* [What the task requires]: Could you set down exactly the lines of the data below, starting at the one that holds "Find the chain-link fence in this photo." and ending at the one that holds "Find the dog's leg in this photo.", both included, and only those?

* [Material to process]:
::::::::

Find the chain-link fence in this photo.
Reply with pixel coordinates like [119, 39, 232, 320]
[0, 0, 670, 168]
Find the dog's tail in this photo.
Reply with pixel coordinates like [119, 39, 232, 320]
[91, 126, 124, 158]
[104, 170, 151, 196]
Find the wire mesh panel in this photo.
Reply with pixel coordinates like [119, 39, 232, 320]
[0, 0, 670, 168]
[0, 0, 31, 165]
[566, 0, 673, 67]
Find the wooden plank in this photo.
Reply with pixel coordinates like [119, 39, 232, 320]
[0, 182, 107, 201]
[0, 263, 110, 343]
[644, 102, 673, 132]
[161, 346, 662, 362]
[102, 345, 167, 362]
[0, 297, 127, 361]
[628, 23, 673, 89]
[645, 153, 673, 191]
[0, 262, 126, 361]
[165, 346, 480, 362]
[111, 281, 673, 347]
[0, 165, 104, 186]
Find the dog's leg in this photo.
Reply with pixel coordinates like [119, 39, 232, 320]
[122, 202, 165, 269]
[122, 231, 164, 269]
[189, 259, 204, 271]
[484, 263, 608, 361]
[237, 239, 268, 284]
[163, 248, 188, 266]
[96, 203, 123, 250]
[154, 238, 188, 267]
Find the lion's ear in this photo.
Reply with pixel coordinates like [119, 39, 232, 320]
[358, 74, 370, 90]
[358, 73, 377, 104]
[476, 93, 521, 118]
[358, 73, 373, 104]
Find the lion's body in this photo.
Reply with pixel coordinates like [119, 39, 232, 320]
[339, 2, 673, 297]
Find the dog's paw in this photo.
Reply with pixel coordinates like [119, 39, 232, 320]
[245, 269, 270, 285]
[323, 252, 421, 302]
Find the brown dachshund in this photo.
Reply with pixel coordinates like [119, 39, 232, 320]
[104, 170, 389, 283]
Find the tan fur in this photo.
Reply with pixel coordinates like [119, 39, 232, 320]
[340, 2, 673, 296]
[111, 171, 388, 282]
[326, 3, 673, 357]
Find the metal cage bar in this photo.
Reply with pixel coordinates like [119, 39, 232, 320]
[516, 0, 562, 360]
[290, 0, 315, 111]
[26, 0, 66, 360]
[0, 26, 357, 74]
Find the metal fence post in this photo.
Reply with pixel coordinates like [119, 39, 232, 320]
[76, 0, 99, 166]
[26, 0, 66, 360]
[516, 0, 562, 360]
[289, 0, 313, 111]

::::::::

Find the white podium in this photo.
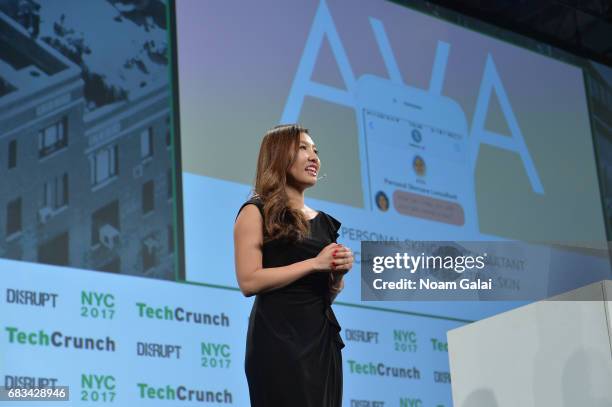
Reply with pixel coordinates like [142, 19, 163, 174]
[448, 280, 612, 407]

::::::::

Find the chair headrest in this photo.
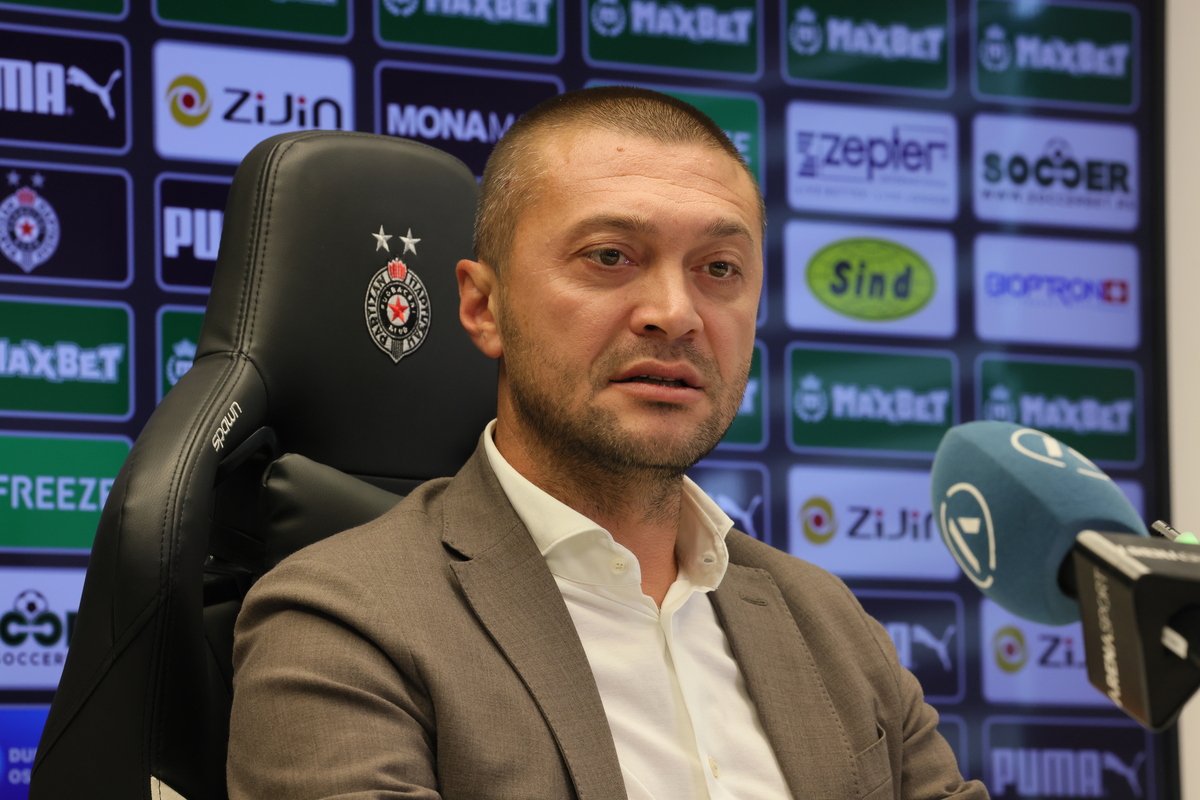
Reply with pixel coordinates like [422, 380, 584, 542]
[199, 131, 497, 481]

::::::::

* [Expected answer]:
Find the chain-link fence in this photo.
Reply with pixel coordinates like [119, 39, 232, 320]
[0, 0, 670, 168]
Find the dog's tail in this photo.
Reply with pixel coordinates like [119, 39, 232, 320]
[91, 126, 124, 158]
[104, 170, 151, 196]
Find the wire mesh panel in this photo.
Reply with pixel coordinates like [119, 39, 232, 320]
[0, 0, 670, 168]
[0, 0, 31, 165]
[566, 0, 673, 67]
Find the wooden plank in this photo.
Reply with pixel coordinates like [119, 39, 232, 320]
[0, 182, 107, 201]
[0, 263, 110, 343]
[644, 102, 673, 132]
[161, 346, 662, 362]
[102, 345, 167, 362]
[0, 297, 127, 361]
[628, 23, 673, 89]
[645, 153, 673, 191]
[0, 262, 126, 361]
[165, 346, 480, 362]
[111, 281, 673, 347]
[0, 165, 104, 186]
Find the dog's leg in this photo.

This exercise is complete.